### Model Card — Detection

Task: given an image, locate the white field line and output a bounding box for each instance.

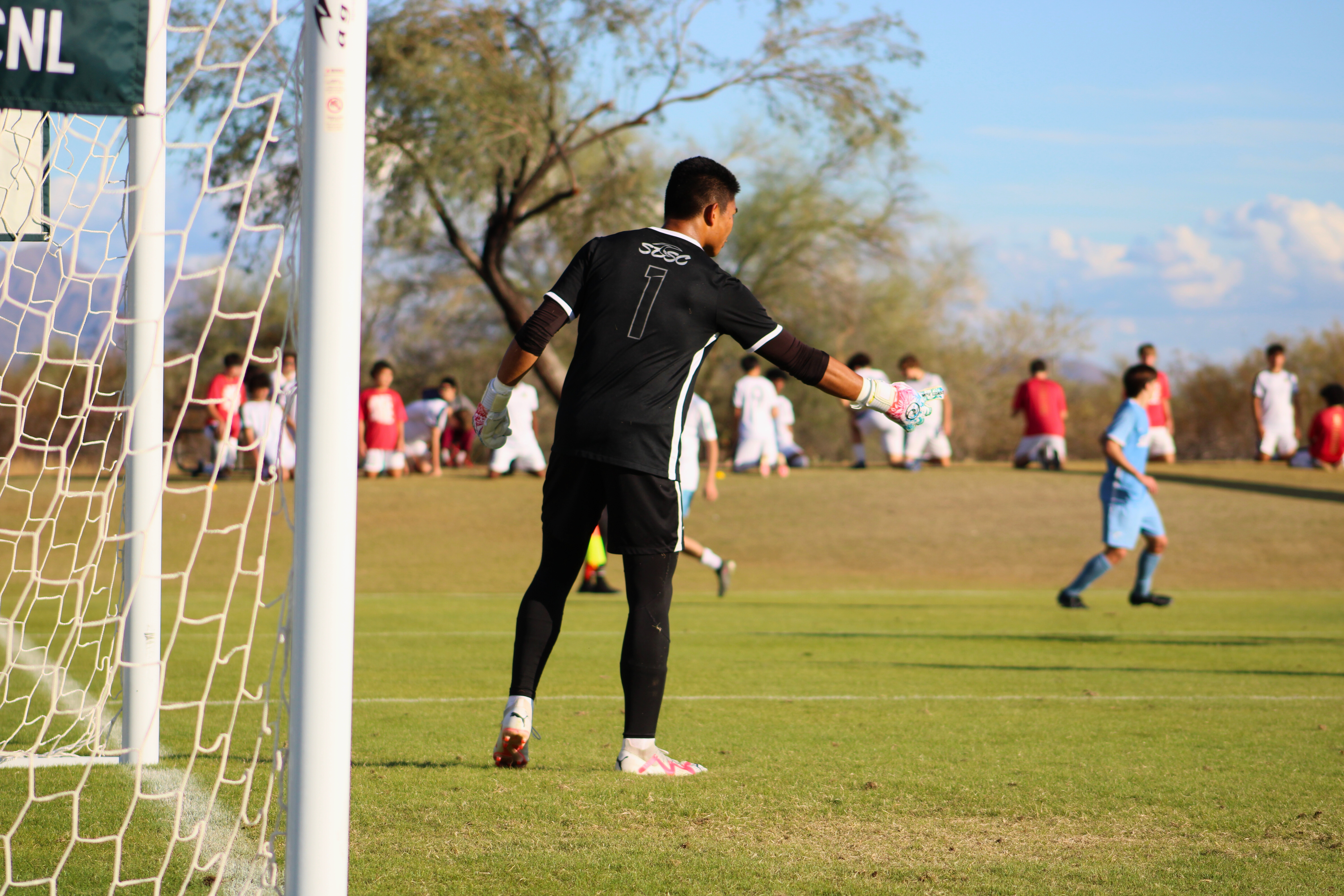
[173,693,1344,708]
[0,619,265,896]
· · ·
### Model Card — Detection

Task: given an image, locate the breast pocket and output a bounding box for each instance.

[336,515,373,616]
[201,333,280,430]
· · ·
> _What the task asks_: Which lines in the data above contain the word "output"? Extract each of them in full.

> _Correct result_:
Task: given an image, locate the white field line and output a bounding box for each instance.
Task: given an image, locate the breast pocket and output a bounding box for each instance.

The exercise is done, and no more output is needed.